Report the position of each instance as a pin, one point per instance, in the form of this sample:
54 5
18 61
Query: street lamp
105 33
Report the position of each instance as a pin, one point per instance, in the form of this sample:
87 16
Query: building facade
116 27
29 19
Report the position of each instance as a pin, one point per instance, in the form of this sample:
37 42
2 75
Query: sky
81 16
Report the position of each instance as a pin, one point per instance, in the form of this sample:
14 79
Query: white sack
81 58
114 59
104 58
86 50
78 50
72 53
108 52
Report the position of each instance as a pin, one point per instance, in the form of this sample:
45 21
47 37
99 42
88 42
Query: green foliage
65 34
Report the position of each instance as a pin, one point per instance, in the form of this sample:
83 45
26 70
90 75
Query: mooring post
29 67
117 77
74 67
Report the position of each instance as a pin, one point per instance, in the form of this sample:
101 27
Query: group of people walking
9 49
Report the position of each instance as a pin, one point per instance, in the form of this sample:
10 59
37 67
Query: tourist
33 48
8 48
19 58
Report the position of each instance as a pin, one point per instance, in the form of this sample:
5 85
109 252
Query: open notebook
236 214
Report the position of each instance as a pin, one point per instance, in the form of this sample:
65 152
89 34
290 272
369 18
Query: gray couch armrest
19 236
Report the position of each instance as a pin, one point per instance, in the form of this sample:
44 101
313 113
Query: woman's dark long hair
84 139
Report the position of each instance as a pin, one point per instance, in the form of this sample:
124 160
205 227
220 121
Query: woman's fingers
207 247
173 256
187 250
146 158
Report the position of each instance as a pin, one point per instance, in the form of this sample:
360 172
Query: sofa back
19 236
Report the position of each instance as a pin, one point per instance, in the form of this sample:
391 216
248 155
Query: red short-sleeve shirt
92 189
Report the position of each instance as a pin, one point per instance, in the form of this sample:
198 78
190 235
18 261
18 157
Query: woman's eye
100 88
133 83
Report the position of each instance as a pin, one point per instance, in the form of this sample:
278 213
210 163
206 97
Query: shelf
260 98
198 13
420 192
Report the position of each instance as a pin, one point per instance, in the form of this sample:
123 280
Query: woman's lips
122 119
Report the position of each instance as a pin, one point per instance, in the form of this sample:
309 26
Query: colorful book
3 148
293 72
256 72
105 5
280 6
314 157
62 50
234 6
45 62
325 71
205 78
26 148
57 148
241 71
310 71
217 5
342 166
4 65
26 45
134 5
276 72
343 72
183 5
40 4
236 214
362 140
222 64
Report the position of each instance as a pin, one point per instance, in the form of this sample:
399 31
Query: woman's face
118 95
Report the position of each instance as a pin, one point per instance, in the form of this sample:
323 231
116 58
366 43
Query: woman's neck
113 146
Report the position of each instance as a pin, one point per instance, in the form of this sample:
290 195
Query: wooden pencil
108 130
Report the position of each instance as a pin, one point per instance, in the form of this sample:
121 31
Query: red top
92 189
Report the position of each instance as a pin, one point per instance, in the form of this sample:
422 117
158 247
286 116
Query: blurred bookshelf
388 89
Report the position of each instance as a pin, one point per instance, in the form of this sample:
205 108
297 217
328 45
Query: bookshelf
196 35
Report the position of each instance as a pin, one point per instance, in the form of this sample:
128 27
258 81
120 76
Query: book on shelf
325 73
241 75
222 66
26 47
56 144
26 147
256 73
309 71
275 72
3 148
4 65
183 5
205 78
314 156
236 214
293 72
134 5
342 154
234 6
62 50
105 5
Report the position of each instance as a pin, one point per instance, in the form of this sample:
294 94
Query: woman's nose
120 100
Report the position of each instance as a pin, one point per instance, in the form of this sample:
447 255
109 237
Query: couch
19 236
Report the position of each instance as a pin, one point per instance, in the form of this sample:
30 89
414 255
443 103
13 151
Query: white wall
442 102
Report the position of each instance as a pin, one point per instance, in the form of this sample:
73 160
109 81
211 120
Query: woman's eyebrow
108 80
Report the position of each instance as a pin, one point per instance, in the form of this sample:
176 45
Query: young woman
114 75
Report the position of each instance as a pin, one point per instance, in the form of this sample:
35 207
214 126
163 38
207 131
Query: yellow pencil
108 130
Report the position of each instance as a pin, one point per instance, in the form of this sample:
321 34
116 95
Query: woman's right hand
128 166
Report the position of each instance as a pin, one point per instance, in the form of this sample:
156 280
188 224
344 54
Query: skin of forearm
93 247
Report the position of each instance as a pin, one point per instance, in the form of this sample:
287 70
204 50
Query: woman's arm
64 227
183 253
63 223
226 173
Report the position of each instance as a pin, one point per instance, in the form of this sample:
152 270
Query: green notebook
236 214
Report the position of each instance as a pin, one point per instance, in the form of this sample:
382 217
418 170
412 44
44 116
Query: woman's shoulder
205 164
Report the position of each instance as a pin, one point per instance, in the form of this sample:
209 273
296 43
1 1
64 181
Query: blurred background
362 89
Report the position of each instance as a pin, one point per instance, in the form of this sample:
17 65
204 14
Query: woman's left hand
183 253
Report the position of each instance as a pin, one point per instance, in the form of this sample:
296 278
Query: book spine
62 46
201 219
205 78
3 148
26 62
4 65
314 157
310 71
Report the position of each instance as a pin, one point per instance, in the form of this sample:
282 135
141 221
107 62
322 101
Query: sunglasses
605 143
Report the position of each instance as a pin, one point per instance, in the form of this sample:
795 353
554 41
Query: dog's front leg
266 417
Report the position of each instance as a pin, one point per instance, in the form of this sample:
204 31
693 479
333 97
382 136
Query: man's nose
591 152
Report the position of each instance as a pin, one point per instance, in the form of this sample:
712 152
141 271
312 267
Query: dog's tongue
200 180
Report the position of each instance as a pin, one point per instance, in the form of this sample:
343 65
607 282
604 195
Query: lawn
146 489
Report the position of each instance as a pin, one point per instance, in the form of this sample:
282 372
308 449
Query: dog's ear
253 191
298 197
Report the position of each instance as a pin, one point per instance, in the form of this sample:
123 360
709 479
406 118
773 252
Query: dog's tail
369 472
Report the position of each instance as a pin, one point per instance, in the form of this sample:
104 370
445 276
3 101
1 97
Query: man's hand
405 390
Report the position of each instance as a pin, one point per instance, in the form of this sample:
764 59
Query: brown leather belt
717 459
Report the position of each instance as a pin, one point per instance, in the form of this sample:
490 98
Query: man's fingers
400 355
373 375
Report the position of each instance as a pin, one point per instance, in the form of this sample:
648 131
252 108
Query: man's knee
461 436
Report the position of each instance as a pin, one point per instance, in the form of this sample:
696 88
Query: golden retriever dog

────────────────────────────────────────

An exact copy of the listing above is all the answer should hold.

Report the position of each instance as a pin, one point per instance, in the form of this sample:
54 5
18 61
Query: street lamp
105 33
Report the position of each instance as a pin, one point per instance, in the form of this sample:
87 16
Query: building facade
116 27
29 19
Report the position of each instance as a pin, one point per instance, in the form of this sample:
37 42
2 75
Query: sky
81 16
Report the position of each instance as a pin, one point per instance, in the form of this sample:
14 79
Query: white sack
81 58
114 59
104 58
86 50
78 50
72 53
108 52
Report the position of each instance as a pin, one point per instance, in the form of this sample:
45 21
47 37
99 42
88 42
Query: green foliage
65 34
Report the position of each instance as a pin, one point per instance, in the form of this sample:
83 45
26 70
90 75
Query: mooring post
29 67
117 77
74 67
Report the position of each instance as a pin, one point per instance, in the form of this sample:
101 27
Query: group of people walking
9 49
Report the position of each instance as a pin, one point per instance, in the form of this sample:
10 59
37 67
Query: tourist
33 48
8 48
19 58
Report the position of each instance as a pin, one point per instance, in the form of this sample:
5 85
109 252
Query: open notebook
236 214
Report the position of each instance as a pin, one point per instance, in the form of this sample:
65 152
89 34
290 272
369 18
Query: gray couch armrest
19 236
Report the position of each instance as a pin, one point per instance, in the form of this sample:
44 101
313 113
Query: woman's dark long hair
84 139
Report the position of each instance as a pin, one point per instance, in the form of this sample:
124 160
205 227
220 121
Query: woman's fingers
207 247
173 256
187 250
146 158
Report the position of each instance as a pin, one point per instance, in the form of this sample:
360 172
Query: sofa back
19 236
Report the position of each instance as a pin, one point per instance, in the form of this sample:
391 216
248 155
Query: red short-sleeve shirt
92 189
Report the position of each instance as a pin, one point per instance, in the form of this sample:
198 78
190 235
18 261
18 157
Query: woman's eye
100 88
133 83
Report the position of each instance as a pin, one point per instance, in the form of this sample:
278 213
210 163
206 97
Query: shelf
260 98
198 13
420 192
Report the position of each instance as a pin, one point per instance, in the form of this sample:
123 280
Query: woman's lips
122 119
Report the position of each instance as a pin, one point per instance, in the form of this sample:
309 26
Query: colorful book
3 148
293 72
256 72
105 5
280 6
314 157
62 50
234 6
45 62
325 71
205 78
26 148
57 148
241 71
310 71
217 5
342 166
4 65
26 45
134 5
276 72
343 72
183 5
40 4
236 214
362 140
222 64
Report the position of each instance as a pin, one point per instance, in the form of this sample:
399 31
Query: woman's face
118 95
Report the position of each instance as a pin, one point per instance, in the form of this sample:
323 231
116 58
366 43
Query: woman's neck
113 146
Report the position of each instance as a pin, one point per instance, in the form of this sample:
290 195
Query: wooden pencil
108 130
Report the position of each instance as a pin, one point per instance, in the form of this sample:
121 31
Query: red top
92 189
Report the position of each instance as a pin, one point per instance, in the form of this sample:
422 117
158 247
286 116
Query: blurred bookshelf
388 89
Report the position of each instance as a pin, one point per instance, in the form of this sample:
205 108
297 217
328 45
Query: bookshelf
196 35
Report the position of each instance as a pin, one point per instance, in the form of this sample:
128 27
258 81
120 76
Query: book on shelf
325 73
241 75
222 66
26 47
56 144
26 147
256 73
309 71
275 72
3 148
4 65
183 5
205 78
314 156
236 214
293 72
134 5
342 154
234 6
62 50
105 5
Report the position of each instance as a pin, one point per instance, in the form of this sample:
294 94
Query: woman's nose
120 100
Report the position of each instance as a pin, one point per instance, in the form of this sample:
447 255
109 237
Query: couch
19 236
Report the position of each instance as a pin, one point per instance, in the form of this sample:
30 89
414 255
443 103
13 151
Query: white wall
442 102
Report the position of each instance as a pin, one point per instance, in the form of this sample:
73 160
109 81
211 120
Query: woman's eyebrow
108 80
Report the position of each instance as a pin, one point per instance, in the form of this sample:
176 45
Query: young woman
114 75
Report the position of each instance as a pin, one point per instance, in the form of this sample:
35 207
214 126
163 38
207 131
Query: yellow pencil
108 130
Report the position of each instance as a pin, one point per instance, in the form of this sample:
321 34
116 95
Query: woman's right hand
128 166
Report the position of each instance as a pin, one point per instance, in the form of this sample:
156 280
188 224
344 54
Query: skin of forearm
93 247
Report the position of each instance as a pin, one point per instance, in the form of this sample:
287 70
204 50
Query: woman's arm
64 227
183 253
63 223
226 173
Report the position of each instance as a pin, one point per instance, in the form of this sample:
152 270
Query: green notebook
236 214
Report the position of each instance as a pin, one point per instance, in the form of this sample:
382 217
418 170
412 44
44 116
Query: woman's shoulder
205 164
Report the position of each instance as a pin, one point per instance, in the form of this sample:
209 273
296 43
1 1
64 181
Query: blurred background
362 89
Report the position of each instance as a pin, one point per instance, in the form of this sample:
17 65
204 14
Query: woman's left hand
183 253
Report the position of each instance as a pin, one point per instance, in the form of this sample:
296 278
Query: book spine
62 46
201 219
205 78
3 148
26 62
4 65
314 157
310 71
Report the position of each instance as a pin, one point per instance, in the form of this sample:
282 135
141 221
107 62
322 101
Query: sunglasses
605 143
Report the position of each instance as a pin, one point per instance, in the form of this sample:
795 353
554 41
Query: dog's front leg
266 417
Report the position of each instance as a pin, one point per instance, in the form of this sample:
204 31
693 479
333 97
382 136
Query: man's nose
591 152
Report the position of each instance as a pin, one point per instance, in the form of this sample:
712 152
141 271
312 267
Query: dog's tongue
200 180
Report the position of each instance as a pin, one point per instance, in the form of this sample:
343 65
607 282
604 195
Query: lawn
146 489
Report the position of each instance as a pin, one point per instance, in the form of this sample:
282 372
308 449
Query: dog's ear
253 191
298 197
Report the position of each instance as a pin, one point per instance, in the form of this sample:
123 360
709 479
406 118
773 252
Query: dog's tail
369 472
Report the position of each instance as a pin, one point per instance, in the form of this sample:
104 370
445 276
3 101
1 97
Query: man's hand
405 390
Report the position of each instance as a pin, one point per instance, in the form of this sample:
764 59
Query: brown leather belt
717 459
Report the position of each instance as a pin, one point per instance, in the form of this sample:
490 98
Query: man's fingers
400 355
373 375
Report the position of each instance as a pin, one point per instance, in the form of this sample:
648 131
252 108
Query: man's knee
461 436
Report the position of each instance as a pin, one point per instance, in the form of this sample:
696 88
Query: golden retriever dog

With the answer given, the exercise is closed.